Top of The data

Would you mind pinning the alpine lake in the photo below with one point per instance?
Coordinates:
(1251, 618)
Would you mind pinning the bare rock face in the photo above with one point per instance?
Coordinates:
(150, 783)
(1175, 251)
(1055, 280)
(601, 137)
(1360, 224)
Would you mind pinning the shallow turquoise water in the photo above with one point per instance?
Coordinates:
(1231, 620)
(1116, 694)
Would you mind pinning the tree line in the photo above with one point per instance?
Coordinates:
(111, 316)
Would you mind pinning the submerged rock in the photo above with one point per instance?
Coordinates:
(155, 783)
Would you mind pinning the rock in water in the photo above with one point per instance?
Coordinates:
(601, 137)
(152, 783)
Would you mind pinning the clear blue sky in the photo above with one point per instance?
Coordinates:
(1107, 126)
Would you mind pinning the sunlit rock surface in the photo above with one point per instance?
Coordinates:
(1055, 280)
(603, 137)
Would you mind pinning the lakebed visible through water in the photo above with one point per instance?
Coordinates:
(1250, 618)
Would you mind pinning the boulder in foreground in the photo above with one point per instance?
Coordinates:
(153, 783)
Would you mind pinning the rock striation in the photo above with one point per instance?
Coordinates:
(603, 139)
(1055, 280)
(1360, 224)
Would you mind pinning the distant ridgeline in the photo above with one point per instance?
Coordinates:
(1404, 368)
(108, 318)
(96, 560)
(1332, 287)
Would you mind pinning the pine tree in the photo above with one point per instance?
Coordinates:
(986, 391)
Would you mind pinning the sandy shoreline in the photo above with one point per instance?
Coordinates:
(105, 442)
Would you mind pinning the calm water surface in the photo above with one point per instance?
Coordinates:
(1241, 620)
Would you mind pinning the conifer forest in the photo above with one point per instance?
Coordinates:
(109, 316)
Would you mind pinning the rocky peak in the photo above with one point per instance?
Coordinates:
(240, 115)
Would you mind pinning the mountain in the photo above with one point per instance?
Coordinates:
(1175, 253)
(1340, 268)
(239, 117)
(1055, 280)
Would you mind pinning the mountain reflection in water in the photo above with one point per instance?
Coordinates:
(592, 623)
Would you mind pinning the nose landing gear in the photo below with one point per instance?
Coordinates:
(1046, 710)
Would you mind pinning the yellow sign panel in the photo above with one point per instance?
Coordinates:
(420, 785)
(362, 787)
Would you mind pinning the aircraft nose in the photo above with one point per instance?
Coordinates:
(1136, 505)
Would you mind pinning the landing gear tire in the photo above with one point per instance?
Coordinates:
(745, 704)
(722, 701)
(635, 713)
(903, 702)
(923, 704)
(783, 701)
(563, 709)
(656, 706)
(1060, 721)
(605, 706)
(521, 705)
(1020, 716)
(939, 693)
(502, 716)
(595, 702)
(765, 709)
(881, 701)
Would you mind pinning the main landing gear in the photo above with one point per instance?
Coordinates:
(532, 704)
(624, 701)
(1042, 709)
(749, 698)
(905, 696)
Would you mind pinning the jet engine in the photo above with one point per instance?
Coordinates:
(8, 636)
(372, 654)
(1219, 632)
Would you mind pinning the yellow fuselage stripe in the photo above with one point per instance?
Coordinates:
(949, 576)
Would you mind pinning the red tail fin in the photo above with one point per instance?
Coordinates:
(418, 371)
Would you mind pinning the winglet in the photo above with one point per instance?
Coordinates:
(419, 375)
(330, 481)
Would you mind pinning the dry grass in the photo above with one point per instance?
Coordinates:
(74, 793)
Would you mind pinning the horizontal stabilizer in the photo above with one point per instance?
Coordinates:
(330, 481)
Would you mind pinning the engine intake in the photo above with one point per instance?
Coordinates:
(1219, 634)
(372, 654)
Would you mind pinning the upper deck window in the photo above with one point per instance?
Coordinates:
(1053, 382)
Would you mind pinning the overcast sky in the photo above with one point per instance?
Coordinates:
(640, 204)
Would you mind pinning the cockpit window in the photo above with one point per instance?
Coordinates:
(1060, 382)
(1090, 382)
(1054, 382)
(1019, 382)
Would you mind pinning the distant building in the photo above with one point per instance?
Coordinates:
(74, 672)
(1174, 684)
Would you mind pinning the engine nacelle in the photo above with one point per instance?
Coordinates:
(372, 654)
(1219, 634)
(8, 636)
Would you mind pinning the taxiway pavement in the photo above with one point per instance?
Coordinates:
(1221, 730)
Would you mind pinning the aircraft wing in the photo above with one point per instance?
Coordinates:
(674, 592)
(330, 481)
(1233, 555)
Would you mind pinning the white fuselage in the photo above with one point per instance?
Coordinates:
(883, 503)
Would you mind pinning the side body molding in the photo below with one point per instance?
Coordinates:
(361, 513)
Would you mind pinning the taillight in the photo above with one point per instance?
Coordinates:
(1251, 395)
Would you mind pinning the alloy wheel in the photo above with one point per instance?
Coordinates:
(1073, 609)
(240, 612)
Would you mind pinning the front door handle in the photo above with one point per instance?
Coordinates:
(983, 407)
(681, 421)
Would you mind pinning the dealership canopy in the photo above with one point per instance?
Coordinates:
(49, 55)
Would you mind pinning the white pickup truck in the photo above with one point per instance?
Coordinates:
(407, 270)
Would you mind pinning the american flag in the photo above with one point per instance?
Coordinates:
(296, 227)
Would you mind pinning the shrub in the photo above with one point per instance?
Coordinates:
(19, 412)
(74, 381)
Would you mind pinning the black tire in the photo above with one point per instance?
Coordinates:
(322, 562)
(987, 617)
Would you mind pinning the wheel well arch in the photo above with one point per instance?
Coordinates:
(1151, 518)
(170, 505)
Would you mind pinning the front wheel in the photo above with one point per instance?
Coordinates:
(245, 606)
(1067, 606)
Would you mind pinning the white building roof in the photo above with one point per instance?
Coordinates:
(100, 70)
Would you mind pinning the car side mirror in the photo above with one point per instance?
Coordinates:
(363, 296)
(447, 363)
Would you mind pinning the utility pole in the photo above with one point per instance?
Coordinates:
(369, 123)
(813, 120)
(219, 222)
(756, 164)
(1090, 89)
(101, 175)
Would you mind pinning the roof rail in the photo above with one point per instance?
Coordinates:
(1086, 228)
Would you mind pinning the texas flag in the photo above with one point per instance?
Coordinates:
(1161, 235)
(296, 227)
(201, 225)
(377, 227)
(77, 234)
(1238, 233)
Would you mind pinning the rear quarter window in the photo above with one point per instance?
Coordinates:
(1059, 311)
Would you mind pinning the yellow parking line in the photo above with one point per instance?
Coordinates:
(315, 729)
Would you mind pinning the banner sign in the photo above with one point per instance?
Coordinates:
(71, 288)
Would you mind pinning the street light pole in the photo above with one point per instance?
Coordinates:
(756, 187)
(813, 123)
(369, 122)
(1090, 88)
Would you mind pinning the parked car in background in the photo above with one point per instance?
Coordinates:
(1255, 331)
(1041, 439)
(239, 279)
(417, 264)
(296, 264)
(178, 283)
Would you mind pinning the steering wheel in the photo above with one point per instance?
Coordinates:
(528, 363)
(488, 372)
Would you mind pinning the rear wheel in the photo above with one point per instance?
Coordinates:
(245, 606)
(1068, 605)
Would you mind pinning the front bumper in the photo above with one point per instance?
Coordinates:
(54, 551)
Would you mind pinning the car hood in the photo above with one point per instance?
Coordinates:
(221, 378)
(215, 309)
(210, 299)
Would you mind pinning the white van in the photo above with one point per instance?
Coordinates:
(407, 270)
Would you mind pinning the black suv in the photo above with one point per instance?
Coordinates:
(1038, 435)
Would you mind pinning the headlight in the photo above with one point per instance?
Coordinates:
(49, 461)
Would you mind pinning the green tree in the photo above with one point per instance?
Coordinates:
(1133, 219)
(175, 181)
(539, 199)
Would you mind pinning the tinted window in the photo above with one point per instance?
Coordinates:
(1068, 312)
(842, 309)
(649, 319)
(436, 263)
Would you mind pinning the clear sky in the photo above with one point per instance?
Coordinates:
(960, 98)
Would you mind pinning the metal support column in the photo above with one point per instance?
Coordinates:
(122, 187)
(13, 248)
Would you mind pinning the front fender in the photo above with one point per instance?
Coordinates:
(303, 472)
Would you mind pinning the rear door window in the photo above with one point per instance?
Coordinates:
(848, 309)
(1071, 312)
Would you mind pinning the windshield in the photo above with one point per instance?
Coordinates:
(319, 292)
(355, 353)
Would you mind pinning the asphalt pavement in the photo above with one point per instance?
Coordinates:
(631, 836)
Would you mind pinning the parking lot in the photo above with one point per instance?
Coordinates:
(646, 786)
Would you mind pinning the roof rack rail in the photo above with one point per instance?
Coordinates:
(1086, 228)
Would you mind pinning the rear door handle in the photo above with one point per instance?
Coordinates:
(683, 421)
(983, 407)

Bottom of The data

_Exercise prompt_:
Above are the records; print exactly the lines from the line with "Would you mind pinning the front fender" to the line with "Would you mind pinning the parking", including both, and nothing else.

_Answer area_:
Would you mind pinning the front fender in the photo above with one point per instance?
Coordinates:
(303, 472)
Would you mind pinning the rear door window in the photo above with one point per instance?
Coordinates:
(848, 309)
(1071, 312)
Would you mind pinning the windshield in the photo above with one point per instance?
Coordinates:
(319, 292)
(355, 353)
Would you mind pinning the asphalt pavement in the photo above with one point per instance?
Coordinates:
(631, 836)
Would you mind pinning the parking lot in the photo above with one point per instance?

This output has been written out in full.